◆ Challenge ◆
Format every line of the entries below as a JSON list of strings, one string per line, and leave out any blank lines.

◆ Records supplied ◆
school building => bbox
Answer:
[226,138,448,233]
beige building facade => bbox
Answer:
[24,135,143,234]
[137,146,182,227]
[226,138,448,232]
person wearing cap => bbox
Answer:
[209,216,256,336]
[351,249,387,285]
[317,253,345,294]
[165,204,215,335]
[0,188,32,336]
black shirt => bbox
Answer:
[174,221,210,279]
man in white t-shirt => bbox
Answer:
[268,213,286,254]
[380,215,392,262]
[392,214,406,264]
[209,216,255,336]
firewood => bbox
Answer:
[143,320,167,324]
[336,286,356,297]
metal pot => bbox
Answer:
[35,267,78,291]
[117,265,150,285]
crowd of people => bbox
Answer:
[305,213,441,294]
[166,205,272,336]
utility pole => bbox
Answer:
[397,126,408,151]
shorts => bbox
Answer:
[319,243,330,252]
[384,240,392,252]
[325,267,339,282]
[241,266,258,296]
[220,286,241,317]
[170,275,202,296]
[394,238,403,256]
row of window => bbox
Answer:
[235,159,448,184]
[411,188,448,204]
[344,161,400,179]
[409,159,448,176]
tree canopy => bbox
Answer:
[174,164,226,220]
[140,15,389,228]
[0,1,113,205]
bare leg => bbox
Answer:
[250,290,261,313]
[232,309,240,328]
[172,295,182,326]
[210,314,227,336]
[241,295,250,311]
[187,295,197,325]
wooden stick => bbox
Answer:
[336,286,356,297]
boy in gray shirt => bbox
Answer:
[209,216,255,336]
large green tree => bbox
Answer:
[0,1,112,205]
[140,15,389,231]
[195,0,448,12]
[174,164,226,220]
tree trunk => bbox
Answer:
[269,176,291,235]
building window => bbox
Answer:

◆ Response ◆
[
  "school building => bbox",
  "Answer:",
  "[226,138,448,233]",
  "beige building facade => bbox",
  "Answer:",
  "[24,135,143,234]",
  "[137,146,182,227]",
  "[226,138,448,232]",
  "person wearing cap => bbox",
  "Answer:",
  "[209,216,256,336]",
  "[351,249,387,285]",
  "[317,253,345,294]",
  "[165,204,215,335]",
  "[0,188,32,336]",
  "black shirt => bbox",
  "Answer:",
  "[174,221,210,279]",
  "man in white t-shirt => bbox",
  "Answer:",
  "[268,213,286,254]",
  "[380,215,392,262]",
  "[392,214,406,264]",
  "[209,216,255,336]",
  "firewood => bbox",
  "Answer:",
  "[143,320,167,324]",
  "[336,286,356,297]",
  "metal pot => bbox",
  "Answer:",
  "[35,267,78,291]",
  "[117,265,150,285]",
  "crowd of people => bbox",
  "Answer:",
  "[305,213,441,294]",
  "[166,205,272,336]",
  "utility pole => bbox",
  "Answer:",
  "[397,126,408,151]",
  "shorts => bbox",
  "Answer:",
  "[319,243,330,252]",
  "[384,240,392,252]",
  "[325,267,339,282]",
  "[241,266,258,296]",
  "[220,286,241,317]",
  "[170,275,202,296]",
  "[394,238,403,256]",
  "row of window => bbox",
  "Answer:",
  "[235,159,448,184]",
  "[411,188,448,204]",
  "[344,161,400,179]",
  "[409,159,448,176]",
  "tree canopy => bbox",
  "Answer:",
  "[174,164,226,220]",
  "[140,15,389,228]",
  "[0,1,113,205]",
  "bare leg => bbox",
  "Answer:",
  "[250,290,261,313]",
  "[232,309,240,328]",
  "[172,295,182,326]",
  "[210,314,227,336]",
  "[241,295,250,311]",
  "[187,295,197,325]",
  "wooden stick => bbox",
  "Answer:",
  "[336,286,356,297]",
  "boy in gray shirt => bbox",
  "Answer:",
  "[209,216,255,336]",
  "large green tree => bbox",
  "Answer:",
  "[0,1,112,205]",
  "[140,15,389,231]",
  "[195,0,448,12]",
  "[174,164,226,220]",
  "tree trunk => bbox",
  "Answer:",
  "[269,176,291,235]",
  "building window => bbox",
  "Answer:"
]